- What needs to be done: Could you copy every record below exactly as it is written?

- Information provided:

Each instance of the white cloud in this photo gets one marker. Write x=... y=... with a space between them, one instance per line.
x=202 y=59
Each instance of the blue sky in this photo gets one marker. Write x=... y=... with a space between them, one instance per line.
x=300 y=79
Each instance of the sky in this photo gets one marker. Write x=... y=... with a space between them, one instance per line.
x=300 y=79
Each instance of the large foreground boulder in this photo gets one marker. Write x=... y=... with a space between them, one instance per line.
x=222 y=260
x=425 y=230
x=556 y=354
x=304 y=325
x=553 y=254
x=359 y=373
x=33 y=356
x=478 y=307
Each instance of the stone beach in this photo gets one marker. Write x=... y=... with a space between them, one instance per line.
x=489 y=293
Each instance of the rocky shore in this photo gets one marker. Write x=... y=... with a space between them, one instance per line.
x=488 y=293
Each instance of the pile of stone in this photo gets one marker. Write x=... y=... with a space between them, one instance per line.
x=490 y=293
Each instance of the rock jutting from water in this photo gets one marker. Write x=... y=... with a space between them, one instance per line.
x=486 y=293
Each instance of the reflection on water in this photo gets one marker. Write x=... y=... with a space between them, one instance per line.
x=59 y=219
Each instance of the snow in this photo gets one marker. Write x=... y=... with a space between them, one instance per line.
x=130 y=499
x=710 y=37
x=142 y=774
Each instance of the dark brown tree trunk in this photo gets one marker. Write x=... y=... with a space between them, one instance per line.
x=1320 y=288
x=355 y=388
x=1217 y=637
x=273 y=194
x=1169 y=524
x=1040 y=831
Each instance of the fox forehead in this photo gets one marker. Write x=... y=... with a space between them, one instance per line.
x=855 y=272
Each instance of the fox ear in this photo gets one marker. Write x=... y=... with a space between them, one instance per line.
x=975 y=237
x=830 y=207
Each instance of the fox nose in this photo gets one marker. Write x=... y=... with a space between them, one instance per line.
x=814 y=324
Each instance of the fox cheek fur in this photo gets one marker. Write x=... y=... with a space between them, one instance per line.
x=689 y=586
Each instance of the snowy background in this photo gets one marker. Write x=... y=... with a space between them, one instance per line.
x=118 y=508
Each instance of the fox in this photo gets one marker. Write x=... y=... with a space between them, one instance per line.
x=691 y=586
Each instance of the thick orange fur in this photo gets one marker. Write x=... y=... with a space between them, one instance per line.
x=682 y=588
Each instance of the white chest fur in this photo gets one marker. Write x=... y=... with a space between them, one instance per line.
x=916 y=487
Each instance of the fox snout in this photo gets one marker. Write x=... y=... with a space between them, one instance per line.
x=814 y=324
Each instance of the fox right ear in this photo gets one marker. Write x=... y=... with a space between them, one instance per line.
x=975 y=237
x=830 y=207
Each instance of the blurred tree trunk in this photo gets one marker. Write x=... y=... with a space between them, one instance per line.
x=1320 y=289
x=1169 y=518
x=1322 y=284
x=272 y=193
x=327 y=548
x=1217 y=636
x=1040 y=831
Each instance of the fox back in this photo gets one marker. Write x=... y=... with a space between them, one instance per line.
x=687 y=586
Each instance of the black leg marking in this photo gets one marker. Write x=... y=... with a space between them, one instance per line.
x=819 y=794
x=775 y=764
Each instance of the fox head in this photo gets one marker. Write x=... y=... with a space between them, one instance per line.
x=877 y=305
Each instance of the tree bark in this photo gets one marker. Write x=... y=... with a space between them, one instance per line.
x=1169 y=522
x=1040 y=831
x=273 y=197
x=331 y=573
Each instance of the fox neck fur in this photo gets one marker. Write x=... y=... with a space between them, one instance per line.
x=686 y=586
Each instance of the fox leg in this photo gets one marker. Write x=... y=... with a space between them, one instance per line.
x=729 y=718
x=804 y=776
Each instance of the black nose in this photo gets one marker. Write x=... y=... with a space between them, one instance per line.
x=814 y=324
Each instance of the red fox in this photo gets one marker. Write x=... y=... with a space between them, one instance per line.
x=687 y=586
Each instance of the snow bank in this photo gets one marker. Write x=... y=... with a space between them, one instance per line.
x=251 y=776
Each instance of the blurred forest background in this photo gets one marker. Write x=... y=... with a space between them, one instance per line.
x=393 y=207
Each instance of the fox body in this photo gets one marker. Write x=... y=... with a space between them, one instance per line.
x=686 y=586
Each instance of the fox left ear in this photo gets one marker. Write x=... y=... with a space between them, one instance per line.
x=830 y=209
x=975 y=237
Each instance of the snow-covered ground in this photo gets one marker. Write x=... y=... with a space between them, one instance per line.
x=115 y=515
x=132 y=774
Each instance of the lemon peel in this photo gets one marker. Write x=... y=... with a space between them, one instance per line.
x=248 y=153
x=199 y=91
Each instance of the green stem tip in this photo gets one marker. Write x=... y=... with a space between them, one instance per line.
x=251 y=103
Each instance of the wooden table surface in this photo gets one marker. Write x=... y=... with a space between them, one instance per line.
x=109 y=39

- Exercise output:
Each instance of the white cloud in this photo gets one marker. Write x=... y=... with a space between them, one instance per line.
x=202 y=59
Each instance of the blue sky in this photo gets one marker. Write x=... y=... with a space between them, one instance per line.
x=300 y=79
Each instance of the sky in this photo gets one marker. Write x=... y=... with a space between them, one instance per line.
x=300 y=79
Each instance of the large foreground boulder in this photo gets one marker. Write x=... y=... with a space between them, one instance per line.
x=222 y=260
x=425 y=230
x=556 y=354
x=304 y=325
x=553 y=254
x=359 y=373
x=33 y=356
x=478 y=307
Each instance of the stone beach in this photo gets one marker. Write x=... y=... with a space between them, one instance per line.
x=489 y=293
Each instance of the rocky shore in this photo gets one marker. Write x=... y=... with a space between them, one instance per line.
x=488 y=293
Each instance of the pile of stone in this photo gets one marker. Write x=... y=... with a space between them, one instance per line.
x=490 y=293
Each instance of the rock jutting from water in this photo gets one marker. Write x=... y=... with a space between them, one instance per line.
x=486 y=293
Each instance of the reflection on water in this photo gets one marker. Write x=... y=... with a space between them, one instance per line.
x=59 y=219
Each instance of the snow in this photo gets one marker. Write x=... y=... with a space between them, one instance per line.
x=130 y=499
x=710 y=37
x=142 y=774
Each instance of the dark brown tree trunk in this photo gets one marker. Write x=... y=... with a space between them, one instance per line.
x=1320 y=288
x=355 y=388
x=1217 y=637
x=273 y=194
x=1169 y=524
x=1040 y=831
Each instance of the fox forehead in this photo gets one marker. Write x=... y=... with a space between them, one instance per line.
x=855 y=272
Each instance of the fox ear in this photo gets one marker. Write x=... y=... with a space between them, one instance per line.
x=975 y=237
x=830 y=207
Each instance of the fox nose in this photo gets one marker. Write x=... y=... with a space between them, one instance per line.
x=814 y=324
Each instance of the fox cheek fur in this photo gets one marker. Write x=... y=... with a space between them, one instance per line.
x=689 y=586
Each instance of the snowy background in this photo gets one marker. Write x=... y=... with a space between them, one instance per line.
x=118 y=508
Each instance of the fox in this photo gets one marker. Write x=... y=... with a space between them, one instance per line.
x=691 y=586
Each instance of the thick orange fur in this photo gets one marker. Write x=... y=... with a space between them, one instance per line.
x=682 y=588
Each instance of the white chest fur in this photo gets one marker. Write x=... y=... with a space between them, one instance per line.
x=916 y=487
Each instance of the fox snout in this photo gets one marker. Write x=... y=... with a space between them, one instance per line.
x=814 y=324
Each instance of the fox right ear in this photo gets one marker. Write x=... y=... with a space between them, one instance per line.
x=975 y=237
x=830 y=207
Each instance of the blurred tree trunk in this photo gets one marker. Write x=... y=... with a space between them, one instance per line.
x=1320 y=289
x=1169 y=518
x=1322 y=284
x=272 y=193
x=327 y=548
x=1217 y=636
x=1040 y=831
Each instance of the fox back in this photo gets one marker. Write x=... y=... with a space between them, one instance per line.
x=687 y=586
Each instance of the black leg marking in this photo gets one marker. Write x=... y=... with a space between them, one instance per line.
x=819 y=794
x=775 y=764
Each instance of the fox head in this photo gets one marker. Write x=... y=... with a space between them, one instance per line.
x=877 y=305
Each instance of the tree bark in this photo gets one marker. Write x=... y=... with a space between them, one instance per line.
x=1169 y=522
x=1040 y=831
x=273 y=197
x=331 y=573
Each instance of the fox neck fur in this photo gets one marker. Write x=... y=... with a space between them, one instance per line.
x=686 y=586
Each instance of the fox leg in this photo gets one marker. Write x=... y=... with a space between them, one instance per line.
x=729 y=718
x=804 y=776
Each instance of the black nose in this photo gets one marker. Write x=... y=... with a space between them, one instance per line.
x=814 y=324
Each instance of the red fox in this photo gets one marker. Write x=... y=... with a space between them, one instance per line.
x=687 y=586
Each instance of the snow bank in this photo gets one marker. Write x=... y=... with a space between them, one instance per line.
x=251 y=776
Each instance of the blurred forest background in this photo gets one marker. Write x=... y=... with a space between them, one instance per line.
x=393 y=207
Each instance of the fox body in this photo gets one marker. Write x=... y=... with a space between them, one instance per line.
x=686 y=586
Each instance of the fox left ear in this photo gets one marker. Write x=... y=... with a space between them, one instance per line.
x=830 y=209
x=975 y=237
Each instance of the snow-covered ground in this photo gets one marker. Write x=... y=... with a space between them, one instance per line.
x=115 y=515
x=132 y=774
Each instance of the lemon peel in this photo gets one marker. Write x=... y=... with a space between them, one instance per line.
x=248 y=153
x=199 y=91
Each instance of the green stem tip in this photo gets one marker. Write x=... y=... with a space between them, one instance per line.
x=251 y=103
Each instance of the wooden table surface in this photo gets one marker. Write x=... y=... with a space between them, one instance per line.
x=109 y=39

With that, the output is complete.